**Records supplied**
* START *

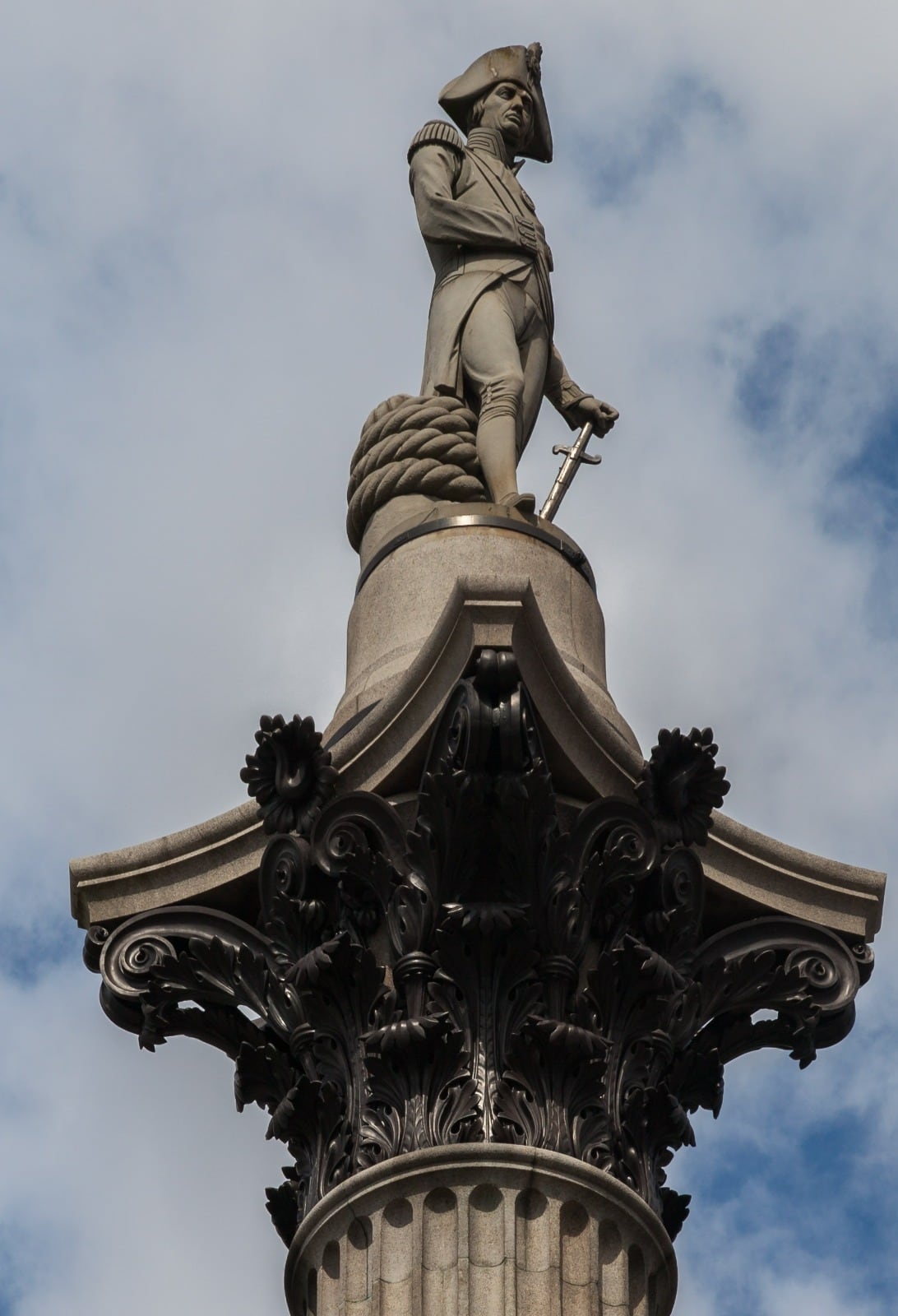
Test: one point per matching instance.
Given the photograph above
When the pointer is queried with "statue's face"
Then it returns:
(508, 109)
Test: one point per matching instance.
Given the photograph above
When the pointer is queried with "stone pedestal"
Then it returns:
(481, 1230)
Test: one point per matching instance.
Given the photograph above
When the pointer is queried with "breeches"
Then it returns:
(505, 355)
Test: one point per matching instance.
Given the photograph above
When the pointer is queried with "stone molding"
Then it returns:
(481, 1230)
(589, 749)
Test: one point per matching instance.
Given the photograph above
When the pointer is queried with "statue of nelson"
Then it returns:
(490, 331)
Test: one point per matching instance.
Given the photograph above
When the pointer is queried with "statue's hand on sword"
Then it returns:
(591, 411)
(594, 418)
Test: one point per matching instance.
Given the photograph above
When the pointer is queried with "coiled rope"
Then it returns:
(412, 445)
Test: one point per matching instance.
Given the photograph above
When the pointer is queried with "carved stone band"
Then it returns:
(481, 1230)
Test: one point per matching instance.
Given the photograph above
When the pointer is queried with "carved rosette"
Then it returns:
(488, 975)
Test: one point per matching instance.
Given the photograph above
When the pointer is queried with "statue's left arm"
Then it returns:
(577, 407)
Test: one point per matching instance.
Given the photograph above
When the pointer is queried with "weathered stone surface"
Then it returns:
(501, 967)
(481, 1230)
(508, 591)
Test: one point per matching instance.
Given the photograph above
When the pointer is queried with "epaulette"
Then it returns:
(436, 133)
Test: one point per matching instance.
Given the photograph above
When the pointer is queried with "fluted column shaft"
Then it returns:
(481, 1230)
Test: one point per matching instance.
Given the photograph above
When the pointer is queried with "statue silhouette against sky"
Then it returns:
(492, 324)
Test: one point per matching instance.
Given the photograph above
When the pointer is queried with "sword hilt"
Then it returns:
(591, 460)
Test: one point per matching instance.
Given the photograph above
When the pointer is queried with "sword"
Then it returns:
(574, 457)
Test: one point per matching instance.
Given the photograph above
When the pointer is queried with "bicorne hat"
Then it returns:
(510, 63)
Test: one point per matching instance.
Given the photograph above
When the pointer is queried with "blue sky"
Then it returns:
(211, 273)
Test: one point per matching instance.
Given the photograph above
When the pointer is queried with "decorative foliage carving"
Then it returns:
(289, 776)
(681, 786)
(485, 975)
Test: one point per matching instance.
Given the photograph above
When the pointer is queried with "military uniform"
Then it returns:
(484, 239)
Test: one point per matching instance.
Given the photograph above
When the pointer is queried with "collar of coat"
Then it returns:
(492, 142)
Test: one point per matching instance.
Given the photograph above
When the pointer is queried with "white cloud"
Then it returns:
(211, 273)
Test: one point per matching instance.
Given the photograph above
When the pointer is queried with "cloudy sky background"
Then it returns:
(210, 273)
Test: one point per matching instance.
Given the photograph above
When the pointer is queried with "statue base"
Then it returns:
(481, 1230)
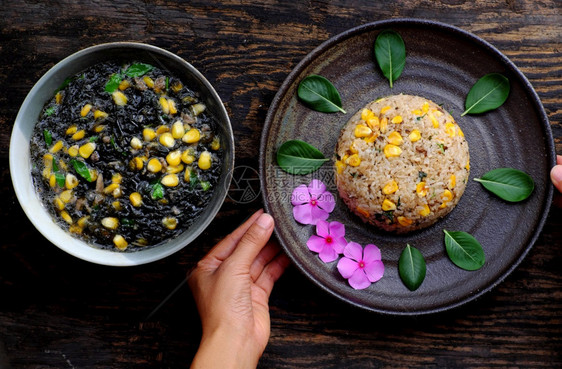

* END *

**Your task**
List each line of the entries above that contains the word "carved".

**Result below**
When the pointer is queried with "carved stone band"
When the pointer is queried with "carved rosette"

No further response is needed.